**QUESTIONS ON THE MATERIAL:**
a) According to the author biographies, what is Lorraine C. Mion's major field of study?
b) From the author biographies, duplicate word for word the part between "Lorraine C. Mion" and "is gerontological nursing.", inclusive.
___ PROVIDED PASSAGE ___
Jing Fan received the B.S. degree in electrical engineering from Beijing Jiaotong University, China in 2012 and the M.S. degree and the Ph.D. degree in electrical engineering, in 2014 and 2019 respectively, from the Vanderbilt University, Nashville, TN, USA. Her research interests include human-robot interaction, robotics, machine learning, artificial intelligence, affective computing, and brain-computer interface. She serves as an Associate Editor for the IEEE International Symposium on Robot and Human Interactive Communication.

Lorraine C. Mion received her B.S. nursing degree from St. Johns University, Cleveland OH in 1976, M.S. and Ph.D. from Case Western Reserve University, Cleveland, OH, U.S.A. in 1981 and 1992 respectively. Her major field of study is gerontological nursing.

Since 1976, she has been employed as a registered nurse in several U.S.A. acute care medical centers and universities. Since 2016 she has been a Professor at The Ohio State University, Columbus, OH, U.S.A. She has 120 data-based publications, 31 clinical publications, and 24 book chapters. Her areas of research interest include quality of care improvements in geriatric care in acute and long term care settings, fall prevention, delirium and agitation, and use of technology in health care settings. She is on the Editorial Boards of The Joint Commission Journal on Quality and Patient Safety and Geriatric Nursing.

Linda Beuscher has been a certified gerontological nurse practitioner since 1996. She is a member of the Vanderbilt University Center for Geriatric Nursing Excellence. For the past 9 years Dr. Beuscher has worked with Dr. John Schnelle and Dr. Sandra Simmons at the Center of Quality Aging conducting research that focused on improving the quality of life for LTC and assisted living residents, particularly those with depression and cognitive impairment and quality improvement process in nursing homes.

Nilanjan Sarkar holds the David K. Wilson Professor of Engineering at the Scool of Engineering and is a Professor and the Chair of Mechanical Engineering, and a Professor of Electrical Engineering and Computer Science. He received his Ph.D. in Mechanical Engineering and Applied Mechanics from the University of Pennsylvania His current research interests include human–robot interaction, affective computing, dynamics, and control. Dr. Sarkar is a Fellow of American Society of Mechanical Engineers. He served as an associate editor for the IEEE Transactions on Robotics.
___ DATASET EXTRACT ___
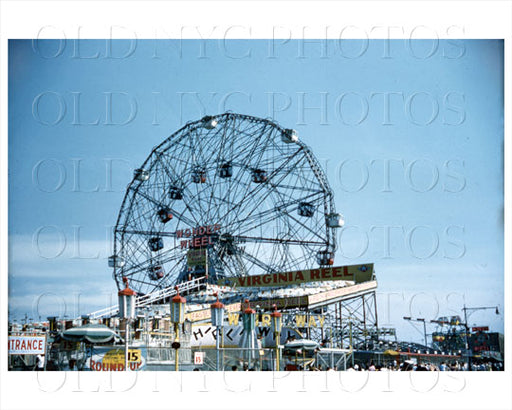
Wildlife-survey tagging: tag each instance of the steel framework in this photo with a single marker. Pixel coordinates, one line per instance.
(242, 189)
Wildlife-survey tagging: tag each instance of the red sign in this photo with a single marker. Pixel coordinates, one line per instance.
(27, 344)
(197, 237)
(480, 329)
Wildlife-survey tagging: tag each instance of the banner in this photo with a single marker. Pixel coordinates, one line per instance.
(356, 273)
(27, 344)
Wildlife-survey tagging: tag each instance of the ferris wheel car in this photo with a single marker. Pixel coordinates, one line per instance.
(259, 176)
(165, 215)
(140, 174)
(176, 193)
(199, 176)
(156, 243)
(306, 209)
(289, 136)
(325, 258)
(250, 226)
(335, 220)
(115, 261)
(226, 170)
(209, 122)
(156, 272)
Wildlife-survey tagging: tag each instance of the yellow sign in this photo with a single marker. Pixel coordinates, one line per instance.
(357, 273)
(116, 356)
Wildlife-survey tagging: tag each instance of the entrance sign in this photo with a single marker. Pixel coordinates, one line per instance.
(357, 273)
(27, 344)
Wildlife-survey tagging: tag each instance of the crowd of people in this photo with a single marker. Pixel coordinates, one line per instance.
(410, 365)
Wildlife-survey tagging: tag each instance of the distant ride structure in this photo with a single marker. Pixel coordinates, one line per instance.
(226, 196)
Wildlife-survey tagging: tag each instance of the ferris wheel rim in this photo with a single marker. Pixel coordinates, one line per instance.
(135, 185)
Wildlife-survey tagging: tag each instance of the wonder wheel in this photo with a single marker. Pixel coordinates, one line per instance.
(228, 195)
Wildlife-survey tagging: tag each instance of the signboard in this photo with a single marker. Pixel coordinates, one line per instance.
(204, 314)
(357, 273)
(27, 344)
(112, 359)
(480, 329)
(199, 358)
(196, 257)
(199, 237)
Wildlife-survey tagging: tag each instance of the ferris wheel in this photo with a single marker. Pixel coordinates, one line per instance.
(229, 195)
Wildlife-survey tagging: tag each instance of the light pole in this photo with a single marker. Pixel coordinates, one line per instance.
(465, 309)
(276, 329)
(127, 312)
(420, 319)
(217, 315)
(178, 304)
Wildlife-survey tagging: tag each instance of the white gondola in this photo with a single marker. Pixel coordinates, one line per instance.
(176, 193)
(325, 258)
(306, 209)
(140, 174)
(335, 221)
(156, 243)
(165, 215)
(199, 176)
(156, 272)
(289, 136)
(210, 122)
(115, 261)
(226, 170)
(259, 176)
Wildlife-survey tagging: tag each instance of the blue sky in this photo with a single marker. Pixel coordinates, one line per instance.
(410, 135)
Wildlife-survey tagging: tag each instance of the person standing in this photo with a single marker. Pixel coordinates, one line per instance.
(39, 362)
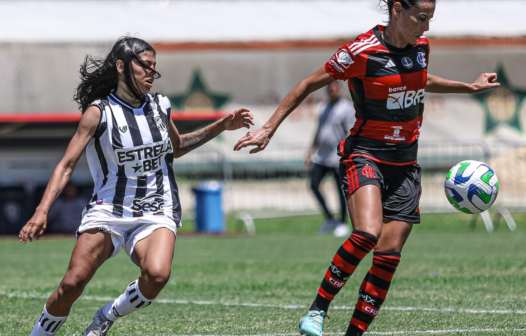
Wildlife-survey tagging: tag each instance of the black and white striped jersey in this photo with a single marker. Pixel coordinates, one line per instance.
(130, 158)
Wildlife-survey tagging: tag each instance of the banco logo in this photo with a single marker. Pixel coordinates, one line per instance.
(404, 99)
(154, 202)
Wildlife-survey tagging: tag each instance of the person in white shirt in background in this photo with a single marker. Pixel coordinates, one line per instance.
(337, 117)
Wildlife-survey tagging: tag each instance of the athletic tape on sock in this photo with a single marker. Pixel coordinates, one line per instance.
(128, 302)
(48, 324)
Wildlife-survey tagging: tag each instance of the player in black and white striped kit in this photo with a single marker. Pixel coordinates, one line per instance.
(130, 142)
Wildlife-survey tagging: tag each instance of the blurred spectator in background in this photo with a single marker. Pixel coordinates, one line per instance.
(66, 213)
(335, 120)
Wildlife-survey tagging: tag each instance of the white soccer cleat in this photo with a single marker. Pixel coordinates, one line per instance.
(99, 326)
(312, 323)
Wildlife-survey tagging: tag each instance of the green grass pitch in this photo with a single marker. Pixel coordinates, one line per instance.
(451, 280)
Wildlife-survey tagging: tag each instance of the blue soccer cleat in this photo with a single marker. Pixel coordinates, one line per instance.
(312, 323)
___
**RESULTS OF THE EXERCISE:**
a) Gerontological nursing.

b)
Lorraine C. Mion received her B.S. nursing degree from St. Johns University, Cleveland OH in 1976, M.S. and Ph.D. from Case Western Reserve University, Cleveland, OH, U.S.A. in 1981 and 1992 respectively. Her major field of study is gerontological nursing.